begin Page text

Whether Jessica Watson was awake, asleep, or just dreaming when her boat Ella’s Pink Lady collided with a container ship just before she set off round the world is unclear. It happened at night, and there are claims and counter-claims. But the romantic rhetoric of dreaming is everywhere in the writings of modern teenage record-breakers. At her website there’s “a big thanks to our sponsors for making Jessica’s dream come true.” Elsewhere she “hopes to inspire everyone with a dream in their heart”, a sentiment fervently endorsed by her fans: “Go Jessica, live the dream!” they cry again and again.

Ella’s Pink Lady leaves Sydney

Ella’s Pink Lady leaves Sydney

She also acknowledges the inspiration of Jesse Martin, the young Australian who rounded the world in 1999 – 2000, and whose record at age 17 she hopes to shatter. Martin may be a somewhat indifferent sailor, but you can’t take away from him the fact that he set out, broke the age record sailing an identical S & S 34 to Jessica’s, and wrote a book about it. It must be said here and now, however, that one record of Martin’s is unlikely to be broken for many years. His writings contain more windy nonsense about ‘dreaming’ and ‘living the dream’ than all history has recorded hitherto. Even a well-known American dreamer gets into the act on a prefatory page:

“I encourage you to continue to set high goals for yourself and to continue to pursue your dreams. You can do anything that your imagination, effort, and talent will let you achieve. Best wishes. Sincerely, Bill Clinton.”

With Jesse and Jessica we reach the end of the road pioneered by Joshua Slocum. Teenage circumnavigations are now increasingly Showbiz — part of the theatrical-histrionic-industrial complex (aka the media). How far this will be true of Jessica’s trip remains to be seen. But with Jesse Martin’s 2002 world-wide adventure cruise on the schooner Kijana, the spin-off from his circumnavigation, it was made fully explicit. For this project the globe was seen as a vast movie set, a sequence of colorful painted backgrounds where a cast of characters — some amateur and some professional — were supposed to enact defined and scripted “adventures”, the “natives” changing from place to place but really being just exotic décor.

Unpacking the word “Showbiz” may help us see what has happened. Looking back a hundred years to Slocum, you see a tough and secure identity doing something no other man had done. Solo round-the-world sailing began with a resourceful, self-sufficient, hardworking and humorous New Englander, not Leonardo DiCaprio. Taking things semantically, first Captain Joshua Slocum did the “business”; then through writing and lecturing he put himself and his remarkable achievement on “show”. With Jesse and Jessica this order is reversed. First, negotiations are carried out with all sorts of sponsors who know exactly what sort of “show” they require. Then Jesse and Jessica go out to do the “business” — if they can. This is called reality television.

end Page text

Stated problem 1:
Copy the essay on teenage round-the-world sailors word for word from "Whether Jessica Watson" to "again and again.".
Stated problem 2:
Write the next part of the essay on teenage round-the-world sailors, starting after its last sentence.

begin Extracted data

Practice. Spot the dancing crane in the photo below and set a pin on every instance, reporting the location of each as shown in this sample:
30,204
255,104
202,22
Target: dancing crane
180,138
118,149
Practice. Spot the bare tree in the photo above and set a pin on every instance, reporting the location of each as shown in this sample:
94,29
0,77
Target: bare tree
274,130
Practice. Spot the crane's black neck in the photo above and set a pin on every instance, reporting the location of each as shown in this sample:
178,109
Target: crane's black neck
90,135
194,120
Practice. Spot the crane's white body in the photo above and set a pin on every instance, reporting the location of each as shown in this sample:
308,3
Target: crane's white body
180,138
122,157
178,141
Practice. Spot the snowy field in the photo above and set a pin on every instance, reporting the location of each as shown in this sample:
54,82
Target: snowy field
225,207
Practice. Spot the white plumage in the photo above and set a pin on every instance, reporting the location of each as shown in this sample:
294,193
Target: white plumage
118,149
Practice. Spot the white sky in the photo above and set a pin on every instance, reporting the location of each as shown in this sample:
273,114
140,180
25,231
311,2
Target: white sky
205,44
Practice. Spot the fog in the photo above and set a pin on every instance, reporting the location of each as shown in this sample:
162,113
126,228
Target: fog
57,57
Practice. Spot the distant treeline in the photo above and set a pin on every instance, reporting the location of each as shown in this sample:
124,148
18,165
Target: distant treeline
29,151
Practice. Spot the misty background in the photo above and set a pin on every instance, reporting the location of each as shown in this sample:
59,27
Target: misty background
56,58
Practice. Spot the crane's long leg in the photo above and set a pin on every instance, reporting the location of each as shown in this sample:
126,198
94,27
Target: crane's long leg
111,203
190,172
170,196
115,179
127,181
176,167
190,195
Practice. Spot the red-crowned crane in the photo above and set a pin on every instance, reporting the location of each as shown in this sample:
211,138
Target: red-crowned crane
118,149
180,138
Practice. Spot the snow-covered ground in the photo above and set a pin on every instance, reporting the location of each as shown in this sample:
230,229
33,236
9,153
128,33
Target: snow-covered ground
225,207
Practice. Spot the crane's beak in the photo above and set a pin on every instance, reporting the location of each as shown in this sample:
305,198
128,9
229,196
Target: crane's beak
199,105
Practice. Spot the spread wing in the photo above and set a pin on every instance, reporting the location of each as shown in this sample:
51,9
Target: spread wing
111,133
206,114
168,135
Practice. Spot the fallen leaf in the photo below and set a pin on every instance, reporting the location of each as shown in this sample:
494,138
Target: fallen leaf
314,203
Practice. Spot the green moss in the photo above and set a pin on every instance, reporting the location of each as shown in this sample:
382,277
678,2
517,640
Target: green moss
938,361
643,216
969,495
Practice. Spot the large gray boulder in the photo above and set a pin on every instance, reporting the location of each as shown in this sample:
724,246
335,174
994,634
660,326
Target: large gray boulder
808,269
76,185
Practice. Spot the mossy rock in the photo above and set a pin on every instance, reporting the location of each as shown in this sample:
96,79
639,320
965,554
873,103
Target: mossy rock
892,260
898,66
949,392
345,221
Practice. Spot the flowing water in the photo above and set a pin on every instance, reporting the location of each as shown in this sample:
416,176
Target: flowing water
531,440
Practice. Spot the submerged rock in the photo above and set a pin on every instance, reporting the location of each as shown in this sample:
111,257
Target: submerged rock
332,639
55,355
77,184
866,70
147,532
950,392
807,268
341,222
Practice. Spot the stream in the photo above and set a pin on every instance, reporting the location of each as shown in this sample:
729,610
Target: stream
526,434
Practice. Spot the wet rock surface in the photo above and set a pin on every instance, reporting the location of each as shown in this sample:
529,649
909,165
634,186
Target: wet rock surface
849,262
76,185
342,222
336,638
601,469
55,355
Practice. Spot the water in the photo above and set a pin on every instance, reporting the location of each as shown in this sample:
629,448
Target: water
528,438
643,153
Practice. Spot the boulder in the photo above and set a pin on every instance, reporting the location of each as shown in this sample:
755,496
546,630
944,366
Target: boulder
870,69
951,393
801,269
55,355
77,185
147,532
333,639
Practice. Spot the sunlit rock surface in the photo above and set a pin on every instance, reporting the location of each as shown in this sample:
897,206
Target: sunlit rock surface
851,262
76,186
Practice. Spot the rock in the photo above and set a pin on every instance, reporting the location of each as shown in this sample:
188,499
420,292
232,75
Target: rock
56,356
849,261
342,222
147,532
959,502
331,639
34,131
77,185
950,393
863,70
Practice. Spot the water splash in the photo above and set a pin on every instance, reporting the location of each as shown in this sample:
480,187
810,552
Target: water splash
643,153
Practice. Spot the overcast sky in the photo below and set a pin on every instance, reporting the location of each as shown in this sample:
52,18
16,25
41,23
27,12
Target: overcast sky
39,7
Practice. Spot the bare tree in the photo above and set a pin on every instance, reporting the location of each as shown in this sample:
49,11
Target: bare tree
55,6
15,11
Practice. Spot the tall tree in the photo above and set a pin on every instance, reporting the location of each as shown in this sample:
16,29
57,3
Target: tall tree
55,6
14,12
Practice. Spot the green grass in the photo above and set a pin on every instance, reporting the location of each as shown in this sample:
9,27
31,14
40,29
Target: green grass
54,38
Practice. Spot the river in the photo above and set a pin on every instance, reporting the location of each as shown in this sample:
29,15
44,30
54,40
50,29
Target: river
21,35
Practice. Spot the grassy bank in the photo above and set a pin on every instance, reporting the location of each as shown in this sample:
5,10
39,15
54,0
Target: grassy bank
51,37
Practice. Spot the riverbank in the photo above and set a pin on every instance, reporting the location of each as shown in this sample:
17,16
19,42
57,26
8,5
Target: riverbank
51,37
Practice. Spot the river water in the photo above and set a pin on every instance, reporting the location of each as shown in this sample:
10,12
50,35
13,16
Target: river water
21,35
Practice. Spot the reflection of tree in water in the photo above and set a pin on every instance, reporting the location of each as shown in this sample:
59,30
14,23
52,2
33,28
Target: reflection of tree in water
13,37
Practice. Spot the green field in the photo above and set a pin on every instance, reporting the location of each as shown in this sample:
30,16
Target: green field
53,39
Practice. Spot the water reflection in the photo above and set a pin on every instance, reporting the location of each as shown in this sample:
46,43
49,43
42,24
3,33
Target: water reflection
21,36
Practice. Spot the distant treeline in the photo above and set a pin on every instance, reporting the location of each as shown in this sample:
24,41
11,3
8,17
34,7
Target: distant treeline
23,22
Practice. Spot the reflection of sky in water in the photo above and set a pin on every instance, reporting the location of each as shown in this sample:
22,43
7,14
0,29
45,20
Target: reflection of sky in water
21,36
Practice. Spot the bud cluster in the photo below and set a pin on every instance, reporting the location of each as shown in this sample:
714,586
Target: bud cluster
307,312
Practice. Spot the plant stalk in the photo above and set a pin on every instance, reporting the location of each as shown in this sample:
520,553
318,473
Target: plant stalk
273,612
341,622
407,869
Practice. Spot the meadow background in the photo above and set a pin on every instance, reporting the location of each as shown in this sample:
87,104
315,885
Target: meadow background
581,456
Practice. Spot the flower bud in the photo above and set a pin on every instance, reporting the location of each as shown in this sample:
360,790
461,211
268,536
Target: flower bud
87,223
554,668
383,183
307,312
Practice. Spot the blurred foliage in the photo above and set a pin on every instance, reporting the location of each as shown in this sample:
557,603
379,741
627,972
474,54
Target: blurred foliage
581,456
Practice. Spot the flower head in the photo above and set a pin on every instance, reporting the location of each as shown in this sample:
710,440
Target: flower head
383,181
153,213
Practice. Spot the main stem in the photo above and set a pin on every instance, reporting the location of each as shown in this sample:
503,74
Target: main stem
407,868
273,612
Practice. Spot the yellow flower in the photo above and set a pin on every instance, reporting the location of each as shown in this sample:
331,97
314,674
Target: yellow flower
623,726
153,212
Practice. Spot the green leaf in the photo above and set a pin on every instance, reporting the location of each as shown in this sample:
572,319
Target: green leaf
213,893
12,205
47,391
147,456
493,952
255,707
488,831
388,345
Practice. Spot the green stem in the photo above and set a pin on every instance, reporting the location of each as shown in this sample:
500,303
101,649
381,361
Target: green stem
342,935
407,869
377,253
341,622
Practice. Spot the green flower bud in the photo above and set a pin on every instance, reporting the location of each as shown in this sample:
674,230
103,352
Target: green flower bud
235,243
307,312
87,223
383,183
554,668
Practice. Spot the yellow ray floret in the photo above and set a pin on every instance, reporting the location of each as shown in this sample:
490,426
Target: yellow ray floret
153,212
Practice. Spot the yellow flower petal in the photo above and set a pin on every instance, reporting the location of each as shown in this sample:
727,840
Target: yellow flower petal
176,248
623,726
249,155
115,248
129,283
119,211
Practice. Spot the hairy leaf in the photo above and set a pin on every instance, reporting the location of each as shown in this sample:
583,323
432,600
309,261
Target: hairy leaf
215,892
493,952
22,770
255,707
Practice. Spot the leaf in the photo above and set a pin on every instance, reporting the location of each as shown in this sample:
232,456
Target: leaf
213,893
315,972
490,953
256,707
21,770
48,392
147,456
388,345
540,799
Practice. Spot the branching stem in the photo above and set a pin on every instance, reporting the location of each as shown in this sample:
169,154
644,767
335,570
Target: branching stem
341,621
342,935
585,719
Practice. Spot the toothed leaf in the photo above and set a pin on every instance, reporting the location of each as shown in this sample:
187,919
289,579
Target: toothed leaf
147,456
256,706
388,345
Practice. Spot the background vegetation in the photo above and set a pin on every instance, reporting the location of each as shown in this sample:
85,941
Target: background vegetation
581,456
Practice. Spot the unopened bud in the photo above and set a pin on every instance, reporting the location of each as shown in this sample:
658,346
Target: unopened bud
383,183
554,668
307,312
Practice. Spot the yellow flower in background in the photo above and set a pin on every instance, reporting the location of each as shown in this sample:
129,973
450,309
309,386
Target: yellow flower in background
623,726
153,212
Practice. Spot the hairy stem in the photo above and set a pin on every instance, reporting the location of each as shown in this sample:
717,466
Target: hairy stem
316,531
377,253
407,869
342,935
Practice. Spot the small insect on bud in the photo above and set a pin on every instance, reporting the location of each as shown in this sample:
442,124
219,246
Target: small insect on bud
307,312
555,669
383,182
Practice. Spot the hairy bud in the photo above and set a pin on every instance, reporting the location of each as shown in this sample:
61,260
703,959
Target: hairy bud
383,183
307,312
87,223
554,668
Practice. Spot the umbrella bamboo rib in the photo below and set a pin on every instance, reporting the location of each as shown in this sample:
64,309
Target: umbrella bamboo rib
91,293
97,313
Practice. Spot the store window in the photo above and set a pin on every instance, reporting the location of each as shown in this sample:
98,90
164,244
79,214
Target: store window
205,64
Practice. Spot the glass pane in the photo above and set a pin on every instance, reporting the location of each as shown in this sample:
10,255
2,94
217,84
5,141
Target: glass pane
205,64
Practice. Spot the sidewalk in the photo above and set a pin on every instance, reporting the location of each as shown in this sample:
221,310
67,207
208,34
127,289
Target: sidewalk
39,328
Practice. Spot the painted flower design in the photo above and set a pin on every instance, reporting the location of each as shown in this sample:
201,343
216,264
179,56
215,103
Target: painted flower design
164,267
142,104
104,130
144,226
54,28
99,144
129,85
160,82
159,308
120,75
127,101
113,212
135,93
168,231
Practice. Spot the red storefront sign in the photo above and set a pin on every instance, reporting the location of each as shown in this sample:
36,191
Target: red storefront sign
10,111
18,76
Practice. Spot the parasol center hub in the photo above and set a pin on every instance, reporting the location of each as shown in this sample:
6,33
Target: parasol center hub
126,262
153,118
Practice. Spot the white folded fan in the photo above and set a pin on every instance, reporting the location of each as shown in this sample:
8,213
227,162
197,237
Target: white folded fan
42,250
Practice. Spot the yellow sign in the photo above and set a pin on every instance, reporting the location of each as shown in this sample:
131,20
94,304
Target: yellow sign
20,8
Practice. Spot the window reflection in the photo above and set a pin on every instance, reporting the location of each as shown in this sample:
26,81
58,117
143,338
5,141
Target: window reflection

end Extracted data

Exercise answer 1:
Whether Jessica Watson was awake, asleep, or just dreaming when her boat Ella’s Pink Lady collided with a container ship just before she set off round the world is unclear. It happened at night, and there are claims and counter-claims. But the romantic rhetoric of dreaming is everywhere in the writings of modern teenage record-breakers. At her website there’s “a big thanks to our sponsors for making Jessica’s dream come true.” Elsewhere she “hopes to inspire everyone with a dream in their heart”, a sentiment fervently endorsed by her fans: “Go Jessica, live the dream!” they cry again and again.

Exercise answer 2:
Kijana, Schooner

Kijana, Schooner

Sailing solo around the world made Jesse Martin a celebrity. But what to do next? How about a bigger dream, with a huge white photogenic schooner, media deals, and an American publisher talking up another book, most of it directly inspired by Showbiz itself — a movie in fact. In his account of this ill-fated project in Kijana, the Real Story, (Allen and Unwin, Sydney, 2005, Kijana being the name of the boat) Jesse’s mission statement tells how the new voyage will be a three-year-long “adventure” with “tropical jungles, exotic ports, sparse deserts and wild natives”. After leaving Australia he’d head “straight for Papua New Guinea; then on to Indonesia, India and Africa, where the crew would leave the boat on the coast of Tanzania and cross the continent by land while another crew would sail our boat around to meet us on the other side. I wanted to ride camels across the Serengeti Plain, then raft down the Congo River to meet the boat on the Atlantic coast.” (Kijana, the Real Story, 12-13)

DVDThe Amazon, the Caribbean, and the Galapagos Islands would follow, in a thirteen-part series with corporate backing pitched at the youth market. And before long everything fell into place. In 2002, with his best friend and his brother on a $285,000 boat christened Kijana, plus two young women chosen for their looks and their music, Jesse sailed off “to find and film paradise” — first making for Maya Bay in Thailand. Maya Bay was “one of the places I dreamed of visiting, and the location of the Leonardo DiCaprio film The Beach”, a movie  that “portrayed the image of paradise we were searching for.” It may have been inspiring at the time, but as a film The Beach lies somewhere between a ClubBohème wet dream and a vision of hippie apocalypse, where an exclusive group of swinging singles find “paradise” on an unmarked island in the Gulf of Thailand — until bullets start flying.

What on earth can one say? First, Jesse’s paradise is a collage of tropical getaway brochures, distant echoes of old South Sea adventure stories, plus Leonard DeCaprio and Virginie Ledoyen making out under the palms. That’s for starters.  Muddled into the dream is an anthropological fantasy that tribal peoples who live in Indonesia, Papua New Guinea, and the Pacific, not to mention Africa and South America too, are waiting in their native simplicity to cater to western bohofolk in big yachts with nothing better to do.

It’s unresistingly puerile — but that itself raises serious questions. Is it also a vision shared more generally Downunder? Considering the youthful author’s loosely bohemian background it would be foolish to expect much in the way of historical or cultural understanding. But If you took a surgical slice of his brain might it represent a cross-section of ‘enlightened’ Australian middle-class attitudes as a whole? I suspect it would. And that it reflects widespread regional delusions.

The Antipodal Mind

The attitude toward danger we find in Jessica Watson’s bold yachting venture is suggestive. East of the Indian Ocean, south of Indonesia, and washing indistinctly out into the Pacific, something appears to have gone missing from the Darwinian survival kit. Both in Australia and New Zealand — traditionally known as the “Antipodes” — there’s a feeling that while nasty things happen in the rest of the world, they’ll never happen here to us. The Antipodal Mind assumes that because we’re sincerely multicultural and opposed to war and have busy academic Peace Centers busily doing whatever Peace Centers do — we’ll be safe.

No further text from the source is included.